Source data:
####################
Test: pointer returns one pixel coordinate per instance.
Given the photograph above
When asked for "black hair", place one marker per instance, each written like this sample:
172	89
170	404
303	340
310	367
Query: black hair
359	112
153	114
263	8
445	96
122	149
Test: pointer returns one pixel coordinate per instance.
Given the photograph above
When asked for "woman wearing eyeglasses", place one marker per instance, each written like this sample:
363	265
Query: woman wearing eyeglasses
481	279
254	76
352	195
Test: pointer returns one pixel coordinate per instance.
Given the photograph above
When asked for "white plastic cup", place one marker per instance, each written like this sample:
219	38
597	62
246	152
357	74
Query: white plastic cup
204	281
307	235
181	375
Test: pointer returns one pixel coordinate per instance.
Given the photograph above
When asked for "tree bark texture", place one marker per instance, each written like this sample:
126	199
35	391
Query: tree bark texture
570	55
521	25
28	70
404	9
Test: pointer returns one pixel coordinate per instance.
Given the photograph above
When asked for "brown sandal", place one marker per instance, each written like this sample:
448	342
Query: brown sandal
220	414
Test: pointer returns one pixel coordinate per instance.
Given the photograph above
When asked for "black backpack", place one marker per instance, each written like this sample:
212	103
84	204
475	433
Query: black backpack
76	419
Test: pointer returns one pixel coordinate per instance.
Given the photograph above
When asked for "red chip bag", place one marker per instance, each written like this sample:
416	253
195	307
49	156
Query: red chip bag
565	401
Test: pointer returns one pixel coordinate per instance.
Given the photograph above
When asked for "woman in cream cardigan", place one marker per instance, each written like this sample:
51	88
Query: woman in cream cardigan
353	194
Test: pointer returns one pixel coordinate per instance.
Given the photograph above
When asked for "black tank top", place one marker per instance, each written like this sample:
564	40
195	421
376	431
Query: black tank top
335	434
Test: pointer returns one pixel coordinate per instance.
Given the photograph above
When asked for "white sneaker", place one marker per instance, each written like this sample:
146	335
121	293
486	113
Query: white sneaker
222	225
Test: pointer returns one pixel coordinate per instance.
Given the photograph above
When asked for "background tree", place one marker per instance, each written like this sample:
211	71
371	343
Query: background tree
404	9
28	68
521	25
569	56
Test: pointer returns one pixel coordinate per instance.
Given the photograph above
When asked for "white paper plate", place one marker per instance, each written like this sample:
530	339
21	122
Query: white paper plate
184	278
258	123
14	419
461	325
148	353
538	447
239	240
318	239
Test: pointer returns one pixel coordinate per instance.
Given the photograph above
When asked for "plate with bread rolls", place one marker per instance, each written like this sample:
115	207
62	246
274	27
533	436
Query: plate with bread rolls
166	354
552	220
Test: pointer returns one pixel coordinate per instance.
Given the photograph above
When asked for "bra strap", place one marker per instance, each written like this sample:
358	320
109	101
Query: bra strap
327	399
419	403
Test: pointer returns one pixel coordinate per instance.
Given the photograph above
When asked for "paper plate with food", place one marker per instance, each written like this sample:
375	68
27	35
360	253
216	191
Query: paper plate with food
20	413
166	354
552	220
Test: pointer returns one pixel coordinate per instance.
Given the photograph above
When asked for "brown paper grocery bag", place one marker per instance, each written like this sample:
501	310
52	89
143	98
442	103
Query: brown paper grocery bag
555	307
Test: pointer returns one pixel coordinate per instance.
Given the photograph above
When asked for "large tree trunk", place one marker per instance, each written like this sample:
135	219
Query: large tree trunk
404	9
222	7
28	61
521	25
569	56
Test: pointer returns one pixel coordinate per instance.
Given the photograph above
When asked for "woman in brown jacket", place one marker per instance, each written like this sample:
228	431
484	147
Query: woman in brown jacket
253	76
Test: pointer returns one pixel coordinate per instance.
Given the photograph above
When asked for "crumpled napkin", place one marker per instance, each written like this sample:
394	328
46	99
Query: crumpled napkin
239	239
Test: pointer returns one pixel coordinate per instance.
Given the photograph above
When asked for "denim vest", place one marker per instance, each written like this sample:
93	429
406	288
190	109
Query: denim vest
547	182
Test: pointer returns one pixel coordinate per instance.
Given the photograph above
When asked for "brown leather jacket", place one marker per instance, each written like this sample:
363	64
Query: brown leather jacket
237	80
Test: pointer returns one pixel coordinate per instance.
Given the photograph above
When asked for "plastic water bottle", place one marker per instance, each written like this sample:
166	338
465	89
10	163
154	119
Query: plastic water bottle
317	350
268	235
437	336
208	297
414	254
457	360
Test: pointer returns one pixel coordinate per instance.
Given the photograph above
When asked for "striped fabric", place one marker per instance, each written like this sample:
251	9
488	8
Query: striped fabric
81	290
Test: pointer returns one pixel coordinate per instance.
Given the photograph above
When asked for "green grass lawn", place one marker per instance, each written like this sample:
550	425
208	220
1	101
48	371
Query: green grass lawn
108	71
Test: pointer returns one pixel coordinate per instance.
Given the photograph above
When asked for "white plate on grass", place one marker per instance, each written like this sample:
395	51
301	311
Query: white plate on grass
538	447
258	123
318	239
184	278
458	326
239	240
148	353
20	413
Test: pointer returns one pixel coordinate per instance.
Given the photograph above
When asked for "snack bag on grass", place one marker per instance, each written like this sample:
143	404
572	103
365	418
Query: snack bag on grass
####################
PROBLEM DETAILS:
Look through the records for the word "snack". Every line that has it should be copied.

ANSWER BOX:
When asked for "snack bag on grass", place one marker per instance, each written like this sample:
Query: snack bag on grass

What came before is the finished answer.